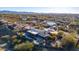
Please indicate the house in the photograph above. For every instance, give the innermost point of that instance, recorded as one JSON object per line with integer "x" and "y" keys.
{"x": 35, "y": 35}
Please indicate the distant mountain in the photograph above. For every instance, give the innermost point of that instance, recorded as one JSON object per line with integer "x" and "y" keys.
{"x": 14, "y": 12}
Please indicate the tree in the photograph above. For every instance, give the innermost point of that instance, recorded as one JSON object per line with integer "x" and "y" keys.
{"x": 68, "y": 41}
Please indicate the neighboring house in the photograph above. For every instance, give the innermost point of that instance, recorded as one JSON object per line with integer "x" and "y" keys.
{"x": 4, "y": 30}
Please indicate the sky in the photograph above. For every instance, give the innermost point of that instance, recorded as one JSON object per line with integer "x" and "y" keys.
{"x": 43, "y": 9}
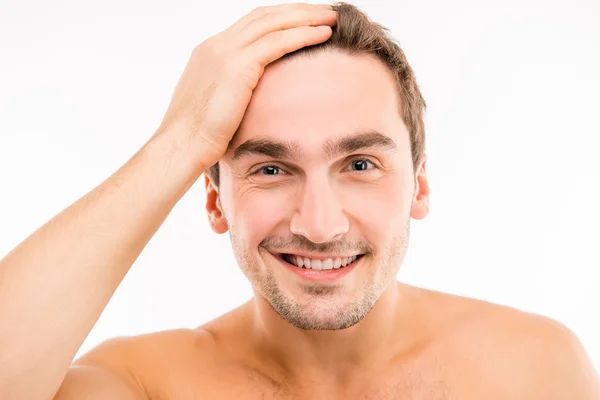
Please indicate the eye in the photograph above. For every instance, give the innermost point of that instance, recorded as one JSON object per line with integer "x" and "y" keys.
{"x": 268, "y": 170}
{"x": 361, "y": 164}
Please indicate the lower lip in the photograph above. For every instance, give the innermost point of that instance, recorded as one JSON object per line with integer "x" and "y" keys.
{"x": 315, "y": 275}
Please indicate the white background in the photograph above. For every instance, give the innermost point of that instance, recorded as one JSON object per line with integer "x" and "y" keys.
{"x": 512, "y": 124}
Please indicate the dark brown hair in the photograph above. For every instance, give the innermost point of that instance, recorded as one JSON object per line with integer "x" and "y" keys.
{"x": 356, "y": 34}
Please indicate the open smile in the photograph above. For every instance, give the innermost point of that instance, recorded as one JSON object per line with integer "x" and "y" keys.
{"x": 319, "y": 270}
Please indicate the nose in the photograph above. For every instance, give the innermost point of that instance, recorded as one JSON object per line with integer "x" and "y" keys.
{"x": 320, "y": 216}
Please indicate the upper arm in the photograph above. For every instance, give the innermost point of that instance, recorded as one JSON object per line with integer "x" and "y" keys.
{"x": 103, "y": 373}
{"x": 88, "y": 382}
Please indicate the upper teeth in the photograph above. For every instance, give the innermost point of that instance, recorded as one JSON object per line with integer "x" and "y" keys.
{"x": 315, "y": 263}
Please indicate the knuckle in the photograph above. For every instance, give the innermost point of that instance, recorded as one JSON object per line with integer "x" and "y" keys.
{"x": 259, "y": 11}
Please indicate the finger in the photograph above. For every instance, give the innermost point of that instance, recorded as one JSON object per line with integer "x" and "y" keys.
{"x": 276, "y": 44}
{"x": 239, "y": 30}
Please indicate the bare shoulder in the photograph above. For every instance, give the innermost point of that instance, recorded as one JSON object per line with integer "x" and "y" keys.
{"x": 150, "y": 363}
{"x": 519, "y": 354}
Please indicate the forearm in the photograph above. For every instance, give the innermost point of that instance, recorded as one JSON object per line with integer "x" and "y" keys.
{"x": 57, "y": 282}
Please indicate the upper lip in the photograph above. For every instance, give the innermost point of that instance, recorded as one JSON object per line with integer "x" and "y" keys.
{"x": 317, "y": 256}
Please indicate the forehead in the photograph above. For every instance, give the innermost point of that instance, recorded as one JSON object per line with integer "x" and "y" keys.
{"x": 324, "y": 95}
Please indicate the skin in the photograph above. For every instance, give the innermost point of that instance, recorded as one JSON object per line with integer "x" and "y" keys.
{"x": 411, "y": 343}
{"x": 397, "y": 341}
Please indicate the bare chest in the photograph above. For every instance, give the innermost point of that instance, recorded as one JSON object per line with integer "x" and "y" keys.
{"x": 407, "y": 382}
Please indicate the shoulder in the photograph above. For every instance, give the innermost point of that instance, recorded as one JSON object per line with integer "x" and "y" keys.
{"x": 520, "y": 354}
{"x": 150, "y": 361}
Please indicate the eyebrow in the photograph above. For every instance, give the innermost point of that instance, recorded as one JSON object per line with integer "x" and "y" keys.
{"x": 362, "y": 140}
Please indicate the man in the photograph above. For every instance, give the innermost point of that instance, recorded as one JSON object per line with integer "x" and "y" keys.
{"x": 314, "y": 161}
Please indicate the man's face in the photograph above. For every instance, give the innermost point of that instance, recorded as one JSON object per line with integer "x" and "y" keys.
{"x": 322, "y": 199}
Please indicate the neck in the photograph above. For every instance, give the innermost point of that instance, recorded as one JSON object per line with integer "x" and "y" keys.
{"x": 330, "y": 355}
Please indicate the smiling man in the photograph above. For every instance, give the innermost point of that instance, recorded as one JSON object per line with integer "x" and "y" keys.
{"x": 316, "y": 171}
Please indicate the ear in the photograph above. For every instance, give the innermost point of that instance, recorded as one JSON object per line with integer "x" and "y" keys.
{"x": 420, "y": 205}
{"x": 216, "y": 218}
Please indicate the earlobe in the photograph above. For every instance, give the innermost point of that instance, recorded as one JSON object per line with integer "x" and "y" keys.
{"x": 216, "y": 217}
{"x": 420, "y": 205}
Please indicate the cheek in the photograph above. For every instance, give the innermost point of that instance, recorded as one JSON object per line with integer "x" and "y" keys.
{"x": 257, "y": 213}
{"x": 380, "y": 205}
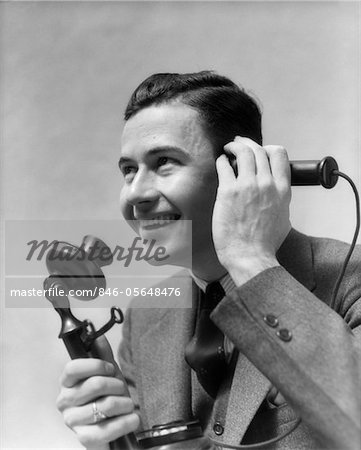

****************************************

= TASK TO CARRY OUT =
Turn every line of the entries above into a numbered list, leaving out any blank lines. Keep the pictures out of your answer.

= SOLUTION TO THE EXERCISE =
1. Please indicate the house in the photograph above. For every instance, give the innermost point of that instance, recorded as one JSON object per line with integer "x" and "y" keys.
2. {"x": 35, "y": 35}
3. Please indicate the distant mountain in the photograph above. For every instance, give the innermost point of that instance, recorded as one JSON object per line with integer "x" and "y" keys.
4. {"x": 14, "y": 12}
5. Please indicate the tree in the photograph above. For every instance, give the innermost point of that instance, recorded as one JSON object per line with integer "x" and "y" keys.
6. {"x": 68, "y": 41}
7. Please indicate the neighboring house in the photograph above. For every instance, give the innermost point of that instance, recorded as one JSON object per line with integer "x" and "y" keys.
8. {"x": 4, "y": 30}
9. Please indicate the sky in the photograph above. For every instance, give the innermost point of that instance, recorded as one JSON object per line with integer "x" and "y" keys.
10. {"x": 43, "y": 9}
11. Please indicate the eye in the photograph above. For every instance, give the innermost point of that instance, recorded as one JSON object per line with integer "x" and "y" keys.
12. {"x": 268, "y": 170}
13. {"x": 361, "y": 164}
14. Please indicate the lower lip in the photograph above. For every instance, give the innermost point of that instance, recorded as one JSON object per line with integer "x" and "y" keys.
15. {"x": 315, "y": 275}
16. Please indicate the white background in the photograph above. For every instance, give the innermost point of that instance, recorded as one JSON object per line with integer "x" and "y" keys.
17. {"x": 512, "y": 124}
18. Please indicate the dark brown hair in the photograph above. For every instance, give the innermost point of that instance, recorded as one JSON object per line with integer "x" and "y" keys.
19. {"x": 356, "y": 34}
20. Please indicate the open smile in the photograph above. For every instance, give the innermost point of that instance, recorded as one JSON object per line with integer "x" and "y" keys.
21. {"x": 319, "y": 270}
22. Please indicate the nose in the photograph above. For every instance, give the innermost point of that instance, recorded as one JSON object per line with integer "x" and "y" keys.
23. {"x": 320, "y": 216}
24. Please indicate the upper arm in the photograph above. For every instance, give the innermost point of that instance, recorded as one JSON object per line with integer "x" and "y" keys.
25. {"x": 103, "y": 373}
26. {"x": 88, "y": 382}
27. Please indicate the upper teeth in the photograph above. For every instance, give the innermost point of that instance, recorded as one JSON object per line with integer "x" and "y" keys.
28. {"x": 315, "y": 263}
29. Please indicate the knuckle in the photograph above. For every instance, give the innermost point of that instance, recorded as one JSON object per line with integer "x" and "y" keys.
30. {"x": 259, "y": 11}
31. Please indicate the finger in the photograph above. For every instance, give the innermost point of that instance, recorded as one JSON object per line with integer "x" and "y" keys.
32. {"x": 276, "y": 44}
33. {"x": 239, "y": 30}
34. Please indicate the bare shoulder in the photograph above. For every instance, give the innermost point of that instance, recorded as one JSON object per line with integer "x" and "y" keys.
35. {"x": 150, "y": 363}
36. {"x": 519, "y": 354}
37. Please indicate the forearm in the photograph above. For every instance, give the innermost point of that instance, recorded as one JSON object per line with integer "x" and "y" keys.
38. {"x": 57, "y": 282}
39. Please indicate the upper lip in the photograph above. For every instance, give the innermost point of that instance, recorded as one JSON object per line with integer "x" and "y" keys.
40. {"x": 317, "y": 256}
41. Please indicate the forehead in the photograph above. For every instance, give the innermost point of that instance, recorded as one JSON object per line with integer "x" and "y" keys.
42. {"x": 324, "y": 95}
43. Please indicate the skin in the photograph above. For every instance, give the innermost point of that instance, recorded as one JSON object per line with integer "x" and "y" keys.
44. {"x": 411, "y": 343}
45. {"x": 397, "y": 341}
46. Please indicate the bare chest in the photograph above. For every instance, give the innermost point of that instance, recorded as one JSON object per line with integer "x" and "y" keys.
47. {"x": 407, "y": 382}
48. Please indicate the shoulder in the photograph above. For every instance, give the innermost point of that instance, recorded as one JSON object per line with integer "x" and "y" keys.
49. {"x": 520, "y": 354}
50. {"x": 150, "y": 361}
51. Please indicate the eyebrow in the photograph above. For every instance, give the innermost point of that instance, recorded as one JSON object per line with integer "x" and "y" keys.
52. {"x": 362, "y": 140}
53. Please indicate the man in the photograph above. For every instance, give the innermost point of that instance, recorded as one JSON object per line with integer "x" and "y" keys.
54. {"x": 314, "y": 161}
55. Please indicate the man's face in the photograph above. For every instance, give the innermost point of that instance, recorded as one JSON object per line with integer "x" and "y" keys.
56. {"x": 322, "y": 199}
57. Please indicate the neck in the photograph above. For every instance, give the innermost point of that instance, recorded as one JSON object per line with integer "x" and "y" keys.
58. {"x": 330, "y": 355}
59. Please indicate the smiling man in the photograph above. For every instance, give the innermost point of that instance, recorded as one JSON object per line with integer "x" and "y" keys.
60. {"x": 316, "y": 171}
61. Please indicate the ear in the photograph above. For every instance, give the innermost point of that instance, recorded as one JSON object per line with integer "x" and "y" keys.
62. {"x": 420, "y": 205}
63. {"x": 216, "y": 218}
64. Please indicate the earlobe in the photograph above. For every instance, give the innermost point of that instance, recorded as one JSON object per line with integer "x" and "y" keys.
65. {"x": 216, "y": 217}
66. {"x": 420, "y": 205}
67. Please indicate the cheek in the photograph above. For every instance, give the innermost point of that instance, recorded as one JSON object per line with integer "x" and "y" keys.
68. {"x": 257, "y": 213}
69. {"x": 380, "y": 205}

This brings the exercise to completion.